### Aim:
Reproduce every one of the rows below word for word, changing nothing.

Records in a dataset
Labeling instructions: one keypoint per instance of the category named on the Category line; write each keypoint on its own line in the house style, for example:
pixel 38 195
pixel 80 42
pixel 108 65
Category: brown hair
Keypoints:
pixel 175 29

### Written response:
Labeling instructions: one keypoint per instance of the category named on the Category line; write each keypoint on its own line in the house style, for example:
pixel 38 195
pixel 80 42
pixel 108 65
Category: brown hair
Keypoints:
pixel 175 29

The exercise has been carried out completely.